Your tasks:
1 – In the heatwave article, change "ordeal" to "hardship" and write out the passage starting with "Dhanada K Mishra, Hong" and going on through "a daily ordeal.".
2 – According to the heatwave article, roughly what share of India's annual rainfall does the monsoon deliver?
3 – Which cities in Uttar Pradesh does the heatwave article say touched 44°C?

Reading passage:
####

Dhanada K Mishra, Hong Kong, 8 May 2026
On 24 April 2026, a striking and sobering statistic circulated on news feeds across India: 95 of the world’s 100 hottest cities were located within the country’s borders. In Uttar Pradesh, Prayagraj, Moradabad, Ghazipur and Varanasi touched 44°C. Cities in Odisha — Balangir, Raurkela and Talcher — registered the same scorching temperature. Maharashtra, Telangana, Bihar and Madhya Pradesh were not far behind. For the millions of people living in these cities — workers on construction sites, students in classrooms, families without air conditioning — this was not a data point. It was a daily ordeal.
Er. Manoranjan Mishra, Engineer-in-Chief (Retd) of the Government of Odisha, frames the stakes precisely: “A built environment is more important than the building itself. The current heatwave, with temperatures up to 44°C across 95 of the world’s 100 hottest cities in India, serves as a warning that the built environment is now our most critical frontline defense.” That frontline, across much of urban India, is cracking under pressure it was never designed to withstand.
ENSO, a warming planet and India’s double threat
India’s April 2026 heatwave did not arrive in isolation. The India Meteorological Department (IMD) has already warned of a below-normal southwest monsoon this year, citing the likely development of El Niño conditions by mid-2026. El Niño — the warm-ocean phase of the El Niño–Southern Oscillation (ENSO) cycle — historically weakens India’s monsoon, which delivers nearly 70% of the country’s annual rainfall. A weaker monsoon means drought risk for agriculture, tighter water supplies, and power grids already strained by record peak demand.

####

Dataset excerpt:
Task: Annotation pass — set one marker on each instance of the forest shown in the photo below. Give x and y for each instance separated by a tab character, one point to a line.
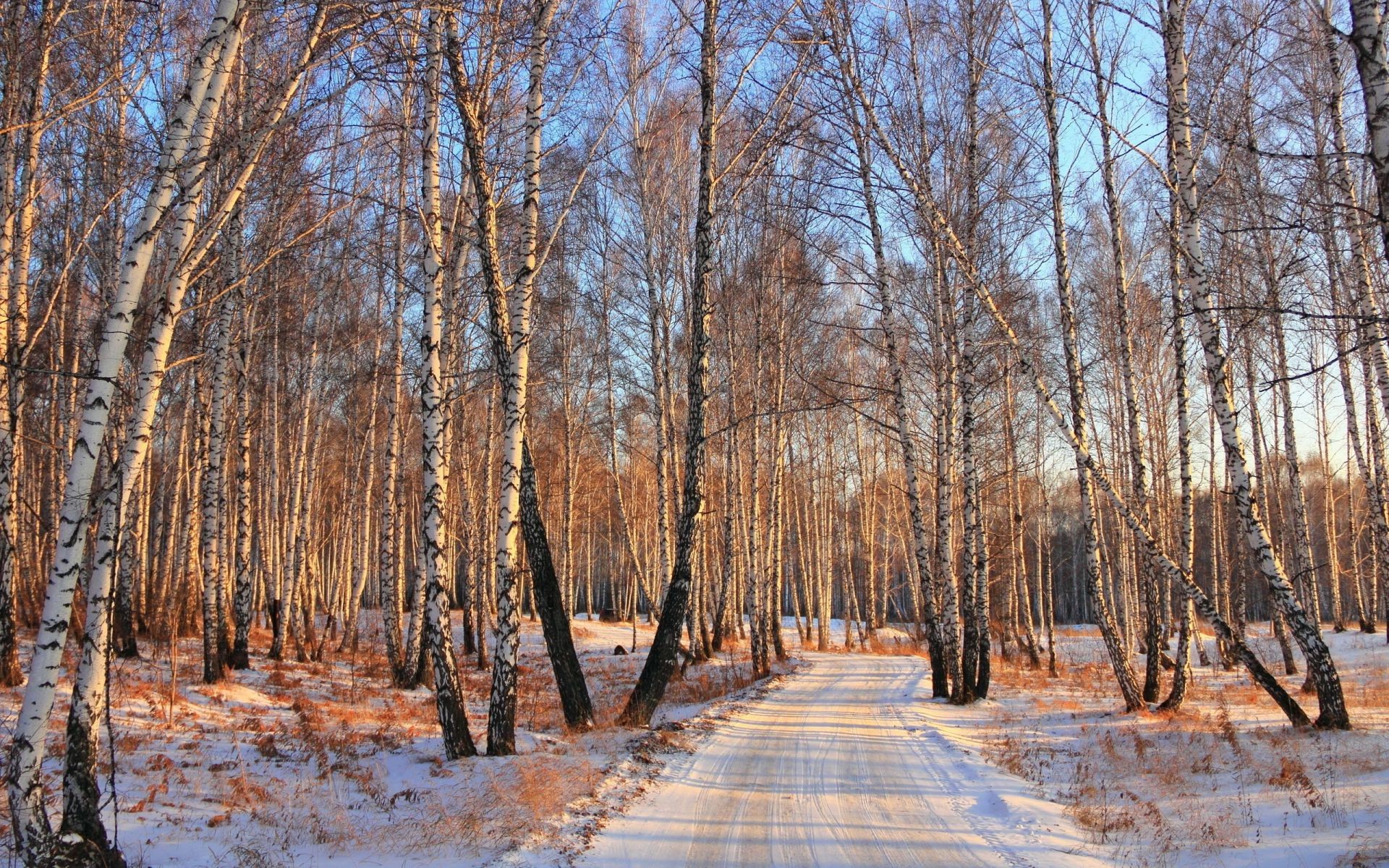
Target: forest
435	349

####

Results of the tasks:
1 –
Dhanada K Mishra, Hong Kong, 8 May 2026
On 24 April 2026, a striking and sobering statistic circulated on news feeds across India: 95 of the world’s 100 hottest cities were located within the country’s borders. In Uttar Pradesh, Prayagraj, Moradabad, Ghazipur and Varanasi touched 44°C. Cities in Odisha — Balangir, Raurkela and Talcher — registered the same scorching temperature. Maharashtra, Telangana, Bihar and Madhya Pradesh were not far behind. For the millions of people living in these cities — workers on construction sites, students in classrooms, families without air conditioning — this was not a data point. It was a daily hardship.

2 – Nearly 70%.

3 – Prayagraj, Moradabad, Ghazipur and Varanasi.